● The exercise: Identify every line of the material below that contains the word "girl", and copy each such line in full.

Entries from a pointing dataset

------------------------

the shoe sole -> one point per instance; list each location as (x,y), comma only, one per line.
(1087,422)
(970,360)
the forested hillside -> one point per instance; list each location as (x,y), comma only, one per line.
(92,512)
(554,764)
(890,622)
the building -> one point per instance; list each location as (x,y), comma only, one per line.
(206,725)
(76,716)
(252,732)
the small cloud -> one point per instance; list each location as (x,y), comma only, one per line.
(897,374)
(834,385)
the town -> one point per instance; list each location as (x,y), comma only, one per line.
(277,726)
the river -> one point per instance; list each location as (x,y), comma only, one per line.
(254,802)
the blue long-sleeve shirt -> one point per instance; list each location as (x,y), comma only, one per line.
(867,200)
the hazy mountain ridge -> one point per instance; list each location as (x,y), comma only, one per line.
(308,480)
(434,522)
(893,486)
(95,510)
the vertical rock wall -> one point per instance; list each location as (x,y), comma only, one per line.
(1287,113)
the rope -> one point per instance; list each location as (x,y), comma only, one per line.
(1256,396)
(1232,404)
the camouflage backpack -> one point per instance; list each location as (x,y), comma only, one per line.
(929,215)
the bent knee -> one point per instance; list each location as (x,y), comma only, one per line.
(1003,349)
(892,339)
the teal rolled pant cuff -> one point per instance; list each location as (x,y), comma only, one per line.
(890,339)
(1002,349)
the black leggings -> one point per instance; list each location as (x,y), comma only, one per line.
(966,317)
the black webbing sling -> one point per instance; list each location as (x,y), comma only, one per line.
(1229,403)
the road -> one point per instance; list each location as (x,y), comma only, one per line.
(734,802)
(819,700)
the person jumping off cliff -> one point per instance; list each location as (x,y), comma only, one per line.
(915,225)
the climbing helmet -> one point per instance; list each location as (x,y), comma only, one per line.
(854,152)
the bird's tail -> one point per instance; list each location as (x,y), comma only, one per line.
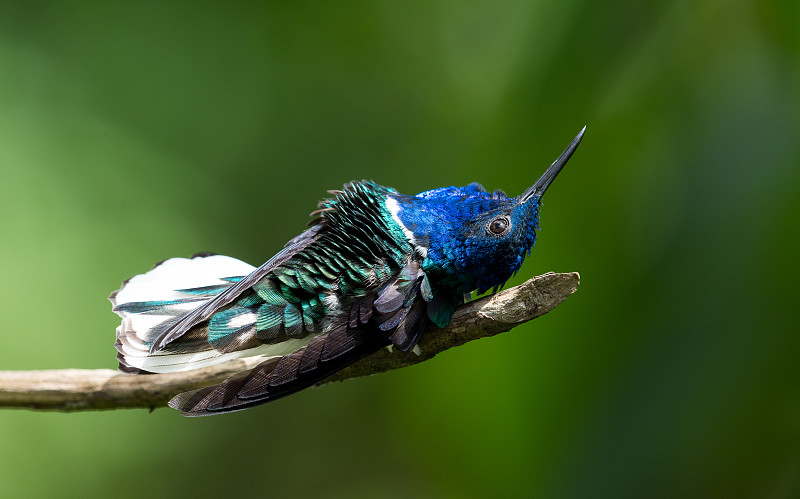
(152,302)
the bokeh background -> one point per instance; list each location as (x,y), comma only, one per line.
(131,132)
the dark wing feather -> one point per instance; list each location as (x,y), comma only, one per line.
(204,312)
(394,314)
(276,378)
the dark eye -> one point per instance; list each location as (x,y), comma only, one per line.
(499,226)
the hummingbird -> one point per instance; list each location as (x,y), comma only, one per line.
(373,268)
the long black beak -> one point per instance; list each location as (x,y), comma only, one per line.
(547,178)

------------------------

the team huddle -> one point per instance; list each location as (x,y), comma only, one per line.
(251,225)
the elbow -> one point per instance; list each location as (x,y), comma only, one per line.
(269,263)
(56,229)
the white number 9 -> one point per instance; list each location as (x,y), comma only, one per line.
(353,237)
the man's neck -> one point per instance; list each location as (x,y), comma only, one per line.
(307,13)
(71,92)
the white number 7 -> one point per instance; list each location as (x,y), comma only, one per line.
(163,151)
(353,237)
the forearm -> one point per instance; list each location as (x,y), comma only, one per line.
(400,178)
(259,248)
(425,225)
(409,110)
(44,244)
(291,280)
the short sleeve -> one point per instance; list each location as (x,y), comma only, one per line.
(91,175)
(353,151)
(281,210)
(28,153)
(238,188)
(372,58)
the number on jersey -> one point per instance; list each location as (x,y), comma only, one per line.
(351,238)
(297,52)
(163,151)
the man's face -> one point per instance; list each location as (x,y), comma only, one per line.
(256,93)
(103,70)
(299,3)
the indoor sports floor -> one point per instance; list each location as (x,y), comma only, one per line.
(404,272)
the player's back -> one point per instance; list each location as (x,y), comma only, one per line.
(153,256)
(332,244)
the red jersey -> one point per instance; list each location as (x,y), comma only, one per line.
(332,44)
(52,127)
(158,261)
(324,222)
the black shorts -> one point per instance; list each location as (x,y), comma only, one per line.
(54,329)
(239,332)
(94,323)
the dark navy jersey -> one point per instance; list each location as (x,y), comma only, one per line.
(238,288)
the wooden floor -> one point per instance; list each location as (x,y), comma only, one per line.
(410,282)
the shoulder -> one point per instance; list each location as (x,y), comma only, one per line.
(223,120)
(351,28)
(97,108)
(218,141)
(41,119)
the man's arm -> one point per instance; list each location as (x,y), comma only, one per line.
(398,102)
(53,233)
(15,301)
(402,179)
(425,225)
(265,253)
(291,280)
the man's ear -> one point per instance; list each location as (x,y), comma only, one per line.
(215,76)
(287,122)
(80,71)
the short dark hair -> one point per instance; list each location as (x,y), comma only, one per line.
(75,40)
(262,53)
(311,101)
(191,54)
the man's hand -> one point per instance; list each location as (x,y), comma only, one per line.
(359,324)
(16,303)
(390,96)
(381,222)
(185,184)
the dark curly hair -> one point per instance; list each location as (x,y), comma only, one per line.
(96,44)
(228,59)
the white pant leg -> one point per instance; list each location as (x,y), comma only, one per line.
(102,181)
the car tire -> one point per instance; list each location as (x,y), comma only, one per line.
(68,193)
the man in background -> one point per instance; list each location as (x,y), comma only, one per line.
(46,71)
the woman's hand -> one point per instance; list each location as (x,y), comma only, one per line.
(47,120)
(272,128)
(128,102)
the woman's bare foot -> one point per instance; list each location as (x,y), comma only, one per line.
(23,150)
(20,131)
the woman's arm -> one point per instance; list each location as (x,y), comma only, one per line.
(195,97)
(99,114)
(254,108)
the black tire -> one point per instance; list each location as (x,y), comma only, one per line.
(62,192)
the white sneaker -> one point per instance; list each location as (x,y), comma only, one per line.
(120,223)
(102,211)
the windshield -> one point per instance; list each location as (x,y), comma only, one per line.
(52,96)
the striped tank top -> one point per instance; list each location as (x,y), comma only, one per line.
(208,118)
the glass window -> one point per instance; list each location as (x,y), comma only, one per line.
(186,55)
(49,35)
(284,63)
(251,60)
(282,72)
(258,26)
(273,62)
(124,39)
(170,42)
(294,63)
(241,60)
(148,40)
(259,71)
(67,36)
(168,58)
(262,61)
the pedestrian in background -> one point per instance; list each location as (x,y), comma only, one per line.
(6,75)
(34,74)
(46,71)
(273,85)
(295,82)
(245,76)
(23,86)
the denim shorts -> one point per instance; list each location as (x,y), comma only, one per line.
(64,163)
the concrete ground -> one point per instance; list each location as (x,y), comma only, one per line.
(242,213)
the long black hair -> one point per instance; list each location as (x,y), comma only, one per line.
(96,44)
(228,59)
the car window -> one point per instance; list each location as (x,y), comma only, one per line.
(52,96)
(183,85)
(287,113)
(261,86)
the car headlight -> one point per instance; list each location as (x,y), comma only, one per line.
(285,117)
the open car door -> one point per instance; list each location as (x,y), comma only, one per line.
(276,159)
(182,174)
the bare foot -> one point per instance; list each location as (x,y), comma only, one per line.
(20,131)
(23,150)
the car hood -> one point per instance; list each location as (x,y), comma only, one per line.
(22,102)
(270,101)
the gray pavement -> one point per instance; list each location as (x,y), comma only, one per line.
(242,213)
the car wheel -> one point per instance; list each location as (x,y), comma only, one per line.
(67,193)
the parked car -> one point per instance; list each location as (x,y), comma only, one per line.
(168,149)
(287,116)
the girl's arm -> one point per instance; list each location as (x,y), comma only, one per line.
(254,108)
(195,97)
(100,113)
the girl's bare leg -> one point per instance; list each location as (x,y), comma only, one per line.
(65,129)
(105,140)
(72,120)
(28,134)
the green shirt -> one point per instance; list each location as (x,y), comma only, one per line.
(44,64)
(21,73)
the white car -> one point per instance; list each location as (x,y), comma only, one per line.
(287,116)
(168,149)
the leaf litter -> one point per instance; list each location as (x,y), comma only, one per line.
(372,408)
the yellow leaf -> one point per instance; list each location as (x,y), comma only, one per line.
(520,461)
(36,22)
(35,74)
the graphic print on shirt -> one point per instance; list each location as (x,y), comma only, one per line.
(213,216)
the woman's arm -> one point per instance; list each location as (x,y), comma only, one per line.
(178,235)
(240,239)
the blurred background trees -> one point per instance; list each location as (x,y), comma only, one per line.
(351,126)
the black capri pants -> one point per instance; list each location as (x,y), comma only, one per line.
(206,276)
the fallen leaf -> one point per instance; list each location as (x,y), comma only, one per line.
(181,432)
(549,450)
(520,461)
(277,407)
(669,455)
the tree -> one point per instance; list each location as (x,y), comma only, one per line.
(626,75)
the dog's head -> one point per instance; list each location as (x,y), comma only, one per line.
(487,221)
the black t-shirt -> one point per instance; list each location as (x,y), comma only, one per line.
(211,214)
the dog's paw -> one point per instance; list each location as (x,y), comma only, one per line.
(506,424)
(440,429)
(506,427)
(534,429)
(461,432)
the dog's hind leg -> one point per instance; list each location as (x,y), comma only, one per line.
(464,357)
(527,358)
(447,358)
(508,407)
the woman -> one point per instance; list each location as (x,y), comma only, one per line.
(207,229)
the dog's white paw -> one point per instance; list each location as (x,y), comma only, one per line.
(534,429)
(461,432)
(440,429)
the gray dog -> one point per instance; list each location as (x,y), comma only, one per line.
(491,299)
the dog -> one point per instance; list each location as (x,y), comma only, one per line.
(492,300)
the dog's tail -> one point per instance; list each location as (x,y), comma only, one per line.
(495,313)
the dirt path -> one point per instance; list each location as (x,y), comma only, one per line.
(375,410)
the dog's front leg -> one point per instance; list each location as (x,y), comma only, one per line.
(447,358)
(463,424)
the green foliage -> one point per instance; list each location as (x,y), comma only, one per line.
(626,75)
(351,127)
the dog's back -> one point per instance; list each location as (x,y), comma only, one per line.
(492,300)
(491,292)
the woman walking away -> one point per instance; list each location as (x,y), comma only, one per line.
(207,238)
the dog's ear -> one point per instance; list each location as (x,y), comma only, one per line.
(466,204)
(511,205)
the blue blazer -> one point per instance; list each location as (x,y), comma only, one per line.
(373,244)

------------------------

● Answer to this task:
the girl's arm -> one point per instance; list each location as (x,y), comma only, one per line.
the girl's bare leg -> one point per instance; list each location as (x,y), comma only, one per line.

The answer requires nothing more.